** Opening TASK DATA block **

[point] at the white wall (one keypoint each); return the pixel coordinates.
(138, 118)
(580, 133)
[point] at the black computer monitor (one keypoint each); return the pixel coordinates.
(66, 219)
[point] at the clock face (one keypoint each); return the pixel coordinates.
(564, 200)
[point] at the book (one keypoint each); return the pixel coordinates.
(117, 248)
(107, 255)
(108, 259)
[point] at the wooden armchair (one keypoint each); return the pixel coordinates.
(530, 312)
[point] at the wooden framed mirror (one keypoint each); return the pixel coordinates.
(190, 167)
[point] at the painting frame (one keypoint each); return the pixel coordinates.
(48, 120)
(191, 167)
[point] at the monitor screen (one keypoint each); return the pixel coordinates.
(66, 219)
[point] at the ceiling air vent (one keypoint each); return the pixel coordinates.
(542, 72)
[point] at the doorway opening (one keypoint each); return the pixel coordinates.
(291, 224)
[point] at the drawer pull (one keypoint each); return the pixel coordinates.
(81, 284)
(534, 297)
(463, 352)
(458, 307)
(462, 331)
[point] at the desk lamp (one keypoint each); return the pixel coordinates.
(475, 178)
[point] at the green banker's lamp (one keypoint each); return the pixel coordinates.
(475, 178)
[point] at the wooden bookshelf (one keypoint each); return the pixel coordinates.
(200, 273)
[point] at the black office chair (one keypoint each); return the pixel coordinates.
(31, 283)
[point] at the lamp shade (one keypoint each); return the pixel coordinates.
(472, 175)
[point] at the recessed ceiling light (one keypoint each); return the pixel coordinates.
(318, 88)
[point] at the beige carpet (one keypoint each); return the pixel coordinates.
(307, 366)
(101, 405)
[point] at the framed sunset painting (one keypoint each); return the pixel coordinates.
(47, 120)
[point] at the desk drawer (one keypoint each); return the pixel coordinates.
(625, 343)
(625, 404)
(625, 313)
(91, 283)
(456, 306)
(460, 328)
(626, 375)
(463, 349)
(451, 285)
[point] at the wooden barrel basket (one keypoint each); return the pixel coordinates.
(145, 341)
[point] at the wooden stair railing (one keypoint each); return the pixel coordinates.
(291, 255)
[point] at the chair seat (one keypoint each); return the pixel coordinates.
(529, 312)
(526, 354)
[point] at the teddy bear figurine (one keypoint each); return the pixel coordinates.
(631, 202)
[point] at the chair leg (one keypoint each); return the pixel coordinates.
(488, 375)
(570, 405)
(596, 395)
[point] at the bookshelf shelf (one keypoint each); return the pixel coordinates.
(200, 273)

** Closing TASK DATA block **

> _WHAT YOU WILL DO_
Each line of the data must be returned exactly.

> _EXERCISE SOLUTION_
[point] at the white wall (one keypoint each); return the pixel coordinates.
(138, 118)
(580, 133)
[point] at the black computer monitor (one keypoint each); return the pixel coordinates.
(66, 219)
[point] at the clock face (one keypoint each); return the pixel coordinates.
(564, 200)
[point] at the book (one keypoint each); return the pixel coordinates.
(117, 248)
(107, 255)
(108, 259)
[point] at the wooden armchair (one keypoint each); return the pixel coordinates.
(530, 312)
[point] at the wooden framed mirror (one keypoint each); return the pixel coordinates.
(190, 167)
[point] at the painting frame (one keypoint each); return the pixel coordinates.
(48, 120)
(191, 167)
[point] at the monitor screen (one keypoint each); return the pixel coordinates.
(66, 219)
[point] at the ceiling air vent (one keypoint each); return the pixel coordinates.
(542, 72)
[point] at the doorway opening (one keypoint each); return the pixel coordinates.
(291, 224)
[point] at the drawer pull (one keypoint each); return the pixel coordinates.
(81, 284)
(534, 297)
(463, 352)
(458, 307)
(462, 331)
[point] at the desk lamp (one keypoint each); return the pixel coordinates.
(475, 178)
[point] at the green banker's lamp (one keypoint each); return the pixel coordinates.
(475, 178)
[point] at the wooden bookshelf (one keypoint each); return the pixel coordinates.
(200, 273)
[point] at the black office chair (one keypoint each); return the pixel coordinates.
(31, 283)
[point] at the lamp shade (one keypoint each); return the pixel coordinates.
(472, 175)
[point] at the recessed ceiling light (one keypoint each); return the pixel coordinates.
(318, 88)
[point] at the beige carpet (one keypoint each); return the pixel coordinates.
(307, 366)
(101, 405)
[point] at the framed sunset painting (one keypoint each); return the pixel coordinates.
(47, 120)
[point] at the desk drawer (one keypoint each); return the pixel coordinates.
(625, 343)
(625, 404)
(625, 313)
(91, 283)
(456, 306)
(460, 328)
(626, 375)
(463, 349)
(451, 285)
[point] at the wooden barrel basket (one keypoint each); return the pixel coordinates.
(145, 341)
[point] at the wooden stair railing (one keypoint each); return the pixel coordinates.
(291, 255)
[point] at the chair seat (one keypoint each); return the pixel coordinates.
(529, 312)
(526, 354)
[point] at the teddy bear figurine (one keypoint each); return the pixel coordinates.
(631, 202)
[point] at the chair leg (one keypoint each); return the pixel coordinates.
(488, 375)
(570, 405)
(596, 395)
[point] at the bookshelf shelf (one keypoint each); return the pixel coordinates.
(200, 273)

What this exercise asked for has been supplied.